- _INFORMATION SUPPLIED_:
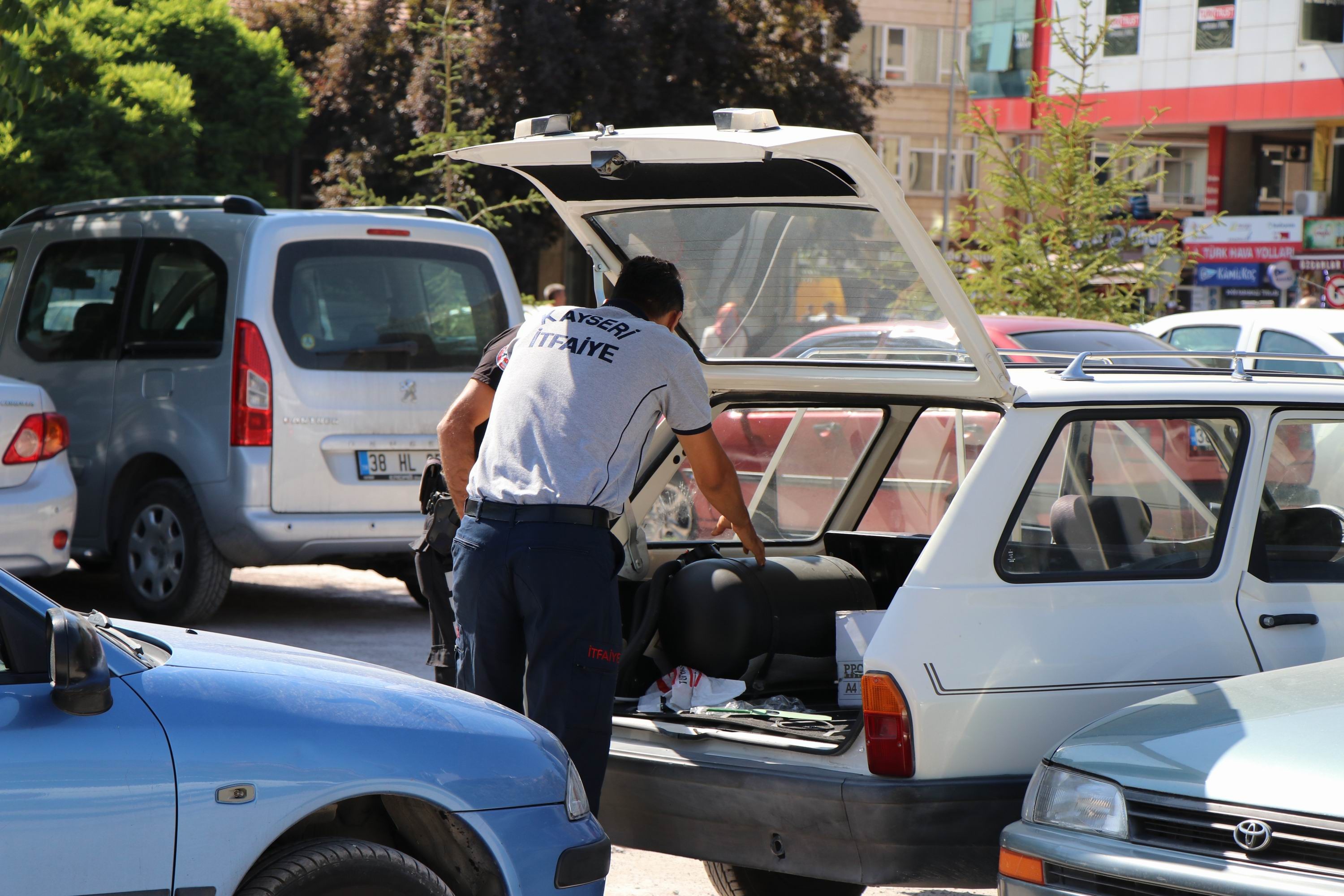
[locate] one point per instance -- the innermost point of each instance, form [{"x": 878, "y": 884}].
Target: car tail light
[
  {"x": 1022, "y": 867},
  {"x": 886, "y": 727},
  {"x": 252, "y": 414},
  {"x": 39, "y": 437}
]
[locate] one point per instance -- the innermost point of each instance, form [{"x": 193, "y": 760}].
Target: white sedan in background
[
  {"x": 1291, "y": 331},
  {"x": 37, "y": 489}
]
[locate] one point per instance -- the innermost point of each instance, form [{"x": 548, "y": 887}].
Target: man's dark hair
[{"x": 654, "y": 284}]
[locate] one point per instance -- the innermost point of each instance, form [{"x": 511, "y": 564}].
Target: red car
[{"x": 828, "y": 444}]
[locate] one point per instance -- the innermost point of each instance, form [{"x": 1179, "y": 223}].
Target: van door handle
[{"x": 1289, "y": 620}]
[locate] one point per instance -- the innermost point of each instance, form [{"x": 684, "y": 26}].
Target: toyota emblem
[{"x": 1253, "y": 835}]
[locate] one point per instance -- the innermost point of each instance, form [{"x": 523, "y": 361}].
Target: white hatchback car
[
  {"x": 1047, "y": 543},
  {"x": 37, "y": 489},
  {"x": 1283, "y": 331}
]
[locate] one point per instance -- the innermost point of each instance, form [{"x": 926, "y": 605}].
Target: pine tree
[{"x": 1050, "y": 225}]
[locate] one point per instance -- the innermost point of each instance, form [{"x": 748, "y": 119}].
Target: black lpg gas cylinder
[{"x": 719, "y": 613}]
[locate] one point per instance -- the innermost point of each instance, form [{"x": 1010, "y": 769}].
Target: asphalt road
[{"x": 371, "y": 618}]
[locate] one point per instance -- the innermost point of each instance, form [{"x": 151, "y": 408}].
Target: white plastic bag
[{"x": 685, "y": 688}]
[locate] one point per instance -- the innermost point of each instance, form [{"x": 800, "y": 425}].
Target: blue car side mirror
[{"x": 80, "y": 680}]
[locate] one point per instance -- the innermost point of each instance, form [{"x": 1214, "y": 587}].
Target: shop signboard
[
  {"x": 1281, "y": 275},
  {"x": 1335, "y": 292},
  {"x": 1236, "y": 275},
  {"x": 1244, "y": 238},
  {"x": 1323, "y": 234}
]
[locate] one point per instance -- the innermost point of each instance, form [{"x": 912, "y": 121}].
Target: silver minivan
[{"x": 246, "y": 388}]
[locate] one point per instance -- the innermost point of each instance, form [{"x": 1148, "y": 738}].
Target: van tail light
[
  {"x": 39, "y": 437},
  {"x": 252, "y": 416},
  {"x": 1019, "y": 867},
  {"x": 886, "y": 727}
]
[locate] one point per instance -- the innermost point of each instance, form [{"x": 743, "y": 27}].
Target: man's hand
[
  {"x": 718, "y": 482},
  {"x": 457, "y": 439},
  {"x": 746, "y": 535}
]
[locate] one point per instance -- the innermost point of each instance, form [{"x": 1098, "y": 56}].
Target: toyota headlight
[
  {"x": 576, "y": 798},
  {"x": 1080, "y": 802}
]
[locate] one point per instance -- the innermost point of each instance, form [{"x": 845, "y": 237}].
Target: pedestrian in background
[{"x": 535, "y": 560}]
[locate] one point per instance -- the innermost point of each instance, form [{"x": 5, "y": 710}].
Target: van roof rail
[
  {"x": 428, "y": 211},
  {"x": 232, "y": 203}
]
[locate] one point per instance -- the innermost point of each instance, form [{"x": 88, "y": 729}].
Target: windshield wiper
[{"x": 409, "y": 347}]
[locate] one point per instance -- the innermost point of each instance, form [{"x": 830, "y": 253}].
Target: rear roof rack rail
[
  {"x": 1238, "y": 362},
  {"x": 232, "y": 205},
  {"x": 428, "y": 211}
]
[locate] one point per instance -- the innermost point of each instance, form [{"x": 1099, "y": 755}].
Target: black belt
[{"x": 573, "y": 513}]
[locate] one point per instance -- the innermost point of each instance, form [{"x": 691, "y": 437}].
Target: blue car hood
[
  {"x": 242, "y": 710},
  {"x": 1268, "y": 741}
]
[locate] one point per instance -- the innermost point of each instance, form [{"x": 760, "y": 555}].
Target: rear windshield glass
[
  {"x": 374, "y": 306},
  {"x": 1103, "y": 340},
  {"x": 807, "y": 283}
]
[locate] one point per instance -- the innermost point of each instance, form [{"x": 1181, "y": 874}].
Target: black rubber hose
[{"x": 647, "y": 606}]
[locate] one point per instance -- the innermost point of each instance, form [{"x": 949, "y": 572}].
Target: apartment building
[
  {"x": 1252, "y": 92},
  {"x": 908, "y": 46}
]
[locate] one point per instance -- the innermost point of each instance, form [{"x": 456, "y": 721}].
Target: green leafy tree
[
  {"x": 451, "y": 183},
  {"x": 1050, "y": 222},
  {"x": 155, "y": 97},
  {"x": 21, "y": 80}
]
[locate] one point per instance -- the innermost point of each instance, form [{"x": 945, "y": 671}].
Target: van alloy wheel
[
  {"x": 168, "y": 564},
  {"x": 156, "y": 551}
]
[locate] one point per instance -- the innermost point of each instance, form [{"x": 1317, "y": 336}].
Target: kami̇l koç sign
[{"x": 1229, "y": 275}]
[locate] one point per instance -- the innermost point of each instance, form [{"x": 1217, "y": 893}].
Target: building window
[
  {"x": 894, "y": 56},
  {"x": 1214, "y": 25},
  {"x": 1121, "y": 27},
  {"x": 918, "y": 163},
  {"x": 1323, "y": 21},
  {"x": 999, "y": 54},
  {"x": 918, "y": 56}
]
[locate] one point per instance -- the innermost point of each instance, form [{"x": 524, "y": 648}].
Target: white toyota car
[{"x": 37, "y": 489}]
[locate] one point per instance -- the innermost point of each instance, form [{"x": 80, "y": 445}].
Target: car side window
[
  {"x": 7, "y": 261},
  {"x": 179, "y": 302},
  {"x": 1206, "y": 339},
  {"x": 73, "y": 311},
  {"x": 1300, "y": 532},
  {"x": 1288, "y": 345},
  {"x": 1125, "y": 497},
  {"x": 793, "y": 464},
  {"x": 935, "y": 458}
]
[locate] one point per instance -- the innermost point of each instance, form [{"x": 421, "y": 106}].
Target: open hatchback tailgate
[{"x": 796, "y": 248}]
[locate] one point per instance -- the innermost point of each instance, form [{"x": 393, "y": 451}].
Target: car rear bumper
[
  {"x": 811, "y": 821},
  {"x": 30, "y": 517},
  {"x": 1086, "y": 866}
]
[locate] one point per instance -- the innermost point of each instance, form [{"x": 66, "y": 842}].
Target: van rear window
[{"x": 374, "y": 306}]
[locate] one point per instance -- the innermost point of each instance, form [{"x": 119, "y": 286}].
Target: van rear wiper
[{"x": 409, "y": 347}]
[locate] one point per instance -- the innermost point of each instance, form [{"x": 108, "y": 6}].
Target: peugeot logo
[{"x": 1253, "y": 835}]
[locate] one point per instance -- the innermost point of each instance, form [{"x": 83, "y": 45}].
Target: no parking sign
[{"x": 1335, "y": 291}]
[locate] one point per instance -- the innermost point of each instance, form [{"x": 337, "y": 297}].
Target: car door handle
[{"x": 1289, "y": 620}]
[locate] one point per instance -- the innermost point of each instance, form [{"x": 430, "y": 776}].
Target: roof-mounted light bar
[
  {"x": 428, "y": 211},
  {"x": 232, "y": 205},
  {"x": 745, "y": 120},
  {"x": 542, "y": 127}
]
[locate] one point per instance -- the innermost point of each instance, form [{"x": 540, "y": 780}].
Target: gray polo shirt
[{"x": 574, "y": 412}]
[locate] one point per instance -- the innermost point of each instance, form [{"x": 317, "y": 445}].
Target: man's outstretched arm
[
  {"x": 457, "y": 439},
  {"x": 718, "y": 482}
]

- _WHAT IS NEEDED_: Each record is to be written out exactly. No picture goes in.

- _RESULT FOR THIS EXERCISE_:
[locate] one point per instance -- the innermost point of each instance, form [{"x": 878, "y": 884}].
Target: car tail light
[
  {"x": 1022, "y": 867},
  {"x": 886, "y": 727},
  {"x": 252, "y": 414},
  {"x": 39, "y": 437}
]
[locate] one point per instance -- the innermost point of each instance, form [{"x": 193, "y": 760}].
Target: white sedan in background
[
  {"x": 1291, "y": 331},
  {"x": 37, "y": 489}
]
[locate] one point per instance -- the innermost point of each instance, form [{"x": 548, "y": 887}].
Target: man's dark hair
[{"x": 654, "y": 284}]
[locate] one point per instance -- the innermost point of each instance, form [{"x": 511, "y": 564}].
Target: red car
[{"x": 828, "y": 444}]
[locate] one point per instance -- the innermost point of each instance, form [{"x": 1179, "y": 223}].
Target: van door handle
[{"x": 1289, "y": 620}]
[locate] one point per instance -- the innermost point of each instance, form [{"x": 684, "y": 26}].
Target: toyota emblem
[{"x": 1253, "y": 835}]
[locate] one point per instance -- the innermost point of each instance, form [{"x": 523, "y": 361}].
Target: white hatchback car
[
  {"x": 1047, "y": 543},
  {"x": 37, "y": 489},
  {"x": 1283, "y": 331}
]
[locate] one point per instance -- the innermost point of each instance, form [{"x": 926, "y": 605}].
Target: pine tree
[{"x": 1050, "y": 225}]
[locate] one point per instance -- the innermost point of each instance, form [{"x": 748, "y": 119}].
Target: black lpg gas cylinder
[{"x": 719, "y": 613}]
[locate] one point per instance -- the innermost point of each instance, form [{"x": 1010, "y": 769}].
Target: asphalt road
[{"x": 371, "y": 618}]
[locate] one point per instance -- the innermost point of each instance, form [{"x": 151, "y": 408}].
Target: white plastic bag
[{"x": 685, "y": 688}]
[locate] one point per instance -- the innermost point of each instance, form [{"x": 800, "y": 425}].
Target: blue car side mirror
[{"x": 80, "y": 680}]
[locate] one point per instance -- the innermost point of each instance, form [{"x": 1214, "y": 587}].
Target: shop signboard
[
  {"x": 1281, "y": 275},
  {"x": 1335, "y": 292},
  {"x": 1236, "y": 275},
  {"x": 1244, "y": 238},
  {"x": 1323, "y": 234}
]
[locate] one point per instance -- the innermost point of each instance, form [{"x": 912, "y": 121}].
Target: silver minivan
[{"x": 246, "y": 388}]
[locate] one point per instance -- the innermost point of each instance, form [{"x": 1148, "y": 738}].
Target: van tail light
[
  {"x": 39, "y": 437},
  {"x": 252, "y": 416},
  {"x": 1019, "y": 867},
  {"x": 886, "y": 727}
]
[locate] one point per instance -- the innermost point of each instance, form [{"x": 743, "y": 27}].
Target: man's hand
[
  {"x": 718, "y": 482},
  {"x": 457, "y": 439},
  {"x": 746, "y": 535}
]
[locate] one point per instance -- the innermost point of each instance, form [{"x": 1098, "y": 56}].
Target: toyota headlight
[
  {"x": 576, "y": 798},
  {"x": 1080, "y": 802}
]
[locate] one point per instance -- the innermost point of each instance, form [{"x": 845, "y": 237}].
Target: pedestrian in background
[{"x": 535, "y": 560}]
[locate] one point per instance -- the innermost point of each instance, form [{"x": 5, "y": 710}].
Target: van roof rail
[
  {"x": 428, "y": 211},
  {"x": 232, "y": 203}
]
[locate] one point per instance -- the innermost point of each instance, form [{"x": 88, "y": 729}].
Target: windshield wiper
[{"x": 409, "y": 347}]
[locate] one point per instance -- the innermost point of each instance, form [{"x": 830, "y": 253}].
Target: rear roof rack rail
[
  {"x": 1238, "y": 362},
  {"x": 232, "y": 205},
  {"x": 428, "y": 211}
]
[locate] one point per instance -- the innermost point of each instance, form [{"x": 1099, "y": 755}].
Target: black belt
[{"x": 573, "y": 513}]
[locate] one point per instance -- the innermost point of each instance, form [{"x": 691, "y": 437}].
Target: blue car hood
[
  {"x": 242, "y": 710},
  {"x": 1268, "y": 741}
]
[locate] one point per instance -- the innermost point of each instance, form [{"x": 760, "y": 555}].
Target: rear windshield glass
[
  {"x": 374, "y": 306},
  {"x": 1103, "y": 340},
  {"x": 807, "y": 283}
]
[locate] one point per instance -- the innermost point of each instance, form [{"x": 1181, "y": 874}].
Target: black rubber hose
[{"x": 647, "y": 606}]
[locate] one point per instance -- the innermost point of each instance, form [{"x": 949, "y": 572}].
Target: apartment building
[
  {"x": 1252, "y": 92},
  {"x": 908, "y": 46}
]
[locate] one point per instance -- the innermost point of each instance, form [{"x": 456, "y": 721}].
Target: green leafy tree
[
  {"x": 451, "y": 183},
  {"x": 1050, "y": 222},
  {"x": 155, "y": 97},
  {"x": 21, "y": 80}
]
[locate] one point per instance -- the innermost point of each instance, form [{"x": 945, "y": 671}].
Target: van alloy wheel
[
  {"x": 168, "y": 564},
  {"x": 156, "y": 551}
]
[locate] one point per instance -- the innermost point of each instance, form [{"x": 1317, "y": 336}].
Target: kami̇l koç sign
[{"x": 1229, "y": 275}]
[locate] one point per instance -- the innermost point of each instance, form [{"x": 1217, "y": 893}].
Target: building window
[
  {"x": 894, "y": 56},
  {"x": 1214, "y": 25},
  {"x": 1121, "y": 27},
  {"x": 918, "y": 163},
  {"x": 1323, "y": 21},
  {"x": 999, "y": 54},
  {"x": 918, "y": 56}
]
[locate] one point per instance -- the innermost point of each instance, form [{"x": 524, "y": 648}].
Target: white toyota car
[{"x": 37, "y": 489}]
[locate] one point per instance -- the innermost point of each instance, form [{"x": 80, "y": 445}].
Target: car side window
[
  {"x": 7, "y": 261},
  {"x": 179, "y": 302},
  {"x": 1206, "y": 339},
  {"x": 73, "y": 311},
  {"x": 1300, "y": 532},
  {"x": 1288, "y": 345},
  {"x": 1125, "y": 497},
  {"x": 793, "y": 464},
  {"x": 935, "y": 458}
]
[locate] one point per instance -- the innermost point of each instance, form [{"x": 421, "y": 106}].
Target: open hatchback tailgate
[{"x": 796, "y": 248}]
[locate] one point per instance -- the innermost point of each instance, form [{"x": 393, "y": 451}].
Target: car rear bumper
[
  {"x": 811, "y": 821},
  {"x": 30, "y": 517},
  {"x": 1086, "y": 866}
]
[locate] one point per instance -- the innermost point of each instance, form [{"x": 66, "y": 842}].
Target: van rear window
[{"x": 374, "y": 306}]
[locate] one point per instance -- the innermost point of each instance, form [{"x": 119, "y": 286}].
Target: van rear wiper
[{"x": 409, "y": 347}]
[locate] one point per instance -- the innermost point of each instance, form [{"x": 108, "y": 6}].
Target: peugeot logo
[{"x": 1253, "y": 835}]
[locate] one point per instance -- the innermost point of each instance, form [{"x": 83, "y": 45}].
Target: no parking sign
[{"x": 1335, "y": 291}]
[locate] one point per instance -- the innermost point of each instance, form [{"x": 337, "y": 297}].
Target: car door handle
[{"x": 1289, "y": 620}]
[locate] one point per instance -- the innermost point of each instance, form [{"x": 430, "y": 776}].
Target: roof-mounted light bar
[
  {"x": 428, "y": 211},
  {"x": 232, "y": 205},
  {"x": 745, "y": 120},
  {"x": 542, "y": 127}
]
[locate] one point per instance -- the innermost point of each instance, form [{"x": 540, "y": 780}].
Target: gray polo shirt
[{"x": 574, "y": 412}]
[locate] one point per instance -- the innermost point of each instance, form [{"x": 317, "y": 445}].
Target: man's outstretched arm
[
  {"x": 457, "y": 439},
  {"x": 718, "y": 482}
]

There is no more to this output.